In the records below, put the lines starting at the one that contains "of the bare" and ending at the one that contains "Query: bare soil", both included, into a JSON list of strings with one string per line and blank lines left out.

────────

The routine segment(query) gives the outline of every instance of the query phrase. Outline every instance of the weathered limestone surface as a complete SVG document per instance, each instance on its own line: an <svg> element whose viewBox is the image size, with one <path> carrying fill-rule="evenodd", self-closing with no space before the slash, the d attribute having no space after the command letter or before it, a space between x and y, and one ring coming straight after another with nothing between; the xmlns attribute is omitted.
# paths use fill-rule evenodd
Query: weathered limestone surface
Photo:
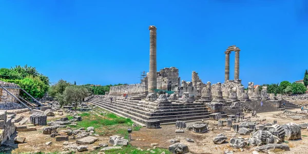
<svg viewBox="0 0 308 154"><path fill-rule="evenodd" d="M172 153L186 153L189 151L188 147L181 143L175 143L169 146L169 151Z"/></svg>
<svg viewBox="0 0 308 154"><path fill-rule="evenodd" d="M0 81L0 86L6 87L8 91L15 96L20 94L20 90L19 89L10 89L10 87L19 87L15 83ZM17 100L13 96L9 94L4 89L0 88L0 109L15 109L24 107L24 106L17 103Z"/></svg>
<svg viewBox="0 0 308 154"><path fill-rule="evenodd" d="M288 145L282 144L268 144L256 148L256 150L259 152L267 152L268 150L274 149L280 149L281 150L288 151L290 147Z"/></svg>
<svg viewBox="0 0 308 154"><path fill-rule="evenodd" d="M225 135L220 134L218 135L217 137L213 138L213 142L214 142L215 144L222 144L224 143L226 140L227 137Z"/></svg>
<svg viewBox="0 0 308 154"><path fill-rule="evenodd" d="M40 113L35 113L30 116L31 123L35 125L47 124L47 116Z"/></svg>
<svg viewBox="0 0 308 154"><path fill-rule="evenodd" d="M285 139L292 140L301 138L301 131L299 126L295 123L288 123L281 125L285 131Z"/></svg>
<svg viewBox="0 0 308 154"><path fill-rule="evenodd" d="M159 120L150 119L146 122L146 128L150 129L160 128L160 122Z"/></svg>
<svg viewBox="0 0 308 154"><path fill-rule="evenodd" d="M149 71L148 92L153 92L153 89L157 89L156 64L156 27L154 26L149 27L150 30L150 69Z"/></svg>
<svg viewBox="0 0 308 154"><path fill-rule="evenodd" d="M221 114L220 113L216 113L211 114L208 115L209 120L218 120L219 119L222 118Z"/></svg>

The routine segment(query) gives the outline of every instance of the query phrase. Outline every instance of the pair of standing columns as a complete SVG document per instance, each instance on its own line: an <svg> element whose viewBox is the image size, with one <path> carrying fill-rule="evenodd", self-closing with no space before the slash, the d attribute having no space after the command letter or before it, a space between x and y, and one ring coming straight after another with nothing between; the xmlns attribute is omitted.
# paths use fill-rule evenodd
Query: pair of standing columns
<svg viewBox="0 0 308 154"><path fill-rule="evenodd" d="M234 50L235 52L235 65L234 66L234 80L239 79L240 76L240 51L239 49ZM225 60L225 81L230 79L230 53L232 51L225 52L226 54Z"/></svg>

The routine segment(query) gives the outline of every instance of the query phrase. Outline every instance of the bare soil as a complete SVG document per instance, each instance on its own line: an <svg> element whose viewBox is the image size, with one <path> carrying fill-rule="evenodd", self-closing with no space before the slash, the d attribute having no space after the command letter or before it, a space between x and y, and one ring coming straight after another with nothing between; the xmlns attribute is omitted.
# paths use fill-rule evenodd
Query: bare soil
<svg viewBox="0 0 308 154"><path fill-rule="evenodd" d="M298 110L299 111L299 110ZM262 123L273 122L274 120L277 120L278 123L283 124L288 122L295 122L298 124L302 122L308 122L307 120L293 121L290 119L282 119L274 118L273 115L281 112L266 113L258 114L260 116L259 119L266 118L265 121ZM27 113L20 114L25 116L29 117ZM247 117L248 115L245 115ZM48 117L48 121L57 119L61 117L65 117L65 115L60 116ZM162 125L160 129L147 129L142 128L139 131L134 131L131 134L132 140L130 144L134 146L142 148L150 147L150 144L156 143L159 144L158 147L168 148L171 144L169 141L172 139L178 139L181 140L181 142L188 145L190 151L192 153L223 153L226 150L233 150L236 153L252 153L254 150L254 147L249 146L247 148L244 148L244 151L241 152L239 149L234 149L229 146L229 140L233 136L240 136L235 134L233 130L224 131L221 128L214 125L217 123L216 121L208 121L209 123L209 127L210 130L214 128L213 130L204 134L196 134L192 131L185 131L185 133L176 133L176 129L175 125ZM20 153L26 152L33 152L37 150L43 152L51 152L61 151L64 146L62 142L56 142L54 138L49 137L49 135L44 135L42 133L42 128L45 126L37 126L37 130L32 131L21 131L18 132L18 136L26 137L26 142L23 144L16 144L17 147L12 150L12 153ZM58 130L65 129L66 128L58 128ZM112 130L110 130L112 132ZM213 138L219 134L223 133L226 135L228 140L227 142L222 144L215 144L213 142ZM302 130L302 136L308 136L307 129ZM109 137L111 133L106 133L103 136L97 137L99 139L94 143L88 145L88 152L90 152L93 149L93 146L97 146L101 143L108 143ZM114 135L114 134L112 134ZM250 136L240 136L244 138L249 138ZM186 138L190 138L195 141L195 143L188 142ZM13 140L13 139L12 139ZM69 142L75 142L75 140L70 140ZM45 143L52 142L50 146L46 146ZM288 141L288 144L291 147L291 150L287 151L278 151L276 153L306 153L306 147L308 147L308 137L302 136L301 140L296 141ZM80 152L78 152L80 153Z"/></svg>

────────

• _SOLUTION TO THE EXERCISE_:
[
  "The routine segment(query) gives the outline of every instance of the query phrase. Outline every instance of the bare soil as a complete SVG document per instance, each instance on its own line: an <svg> element whose viewBox is the image size, with one <path> carrying fill-rule=\"evenodd\", self-closing with no space before the slash, the d attribute having no space after the command letter or before it, a space between x and y, and one ring coming straight after another with nothing between; the xmlns attribute is omitted.",
  "# paths use fill-rule evenodd",
  "Query: bare soil"
]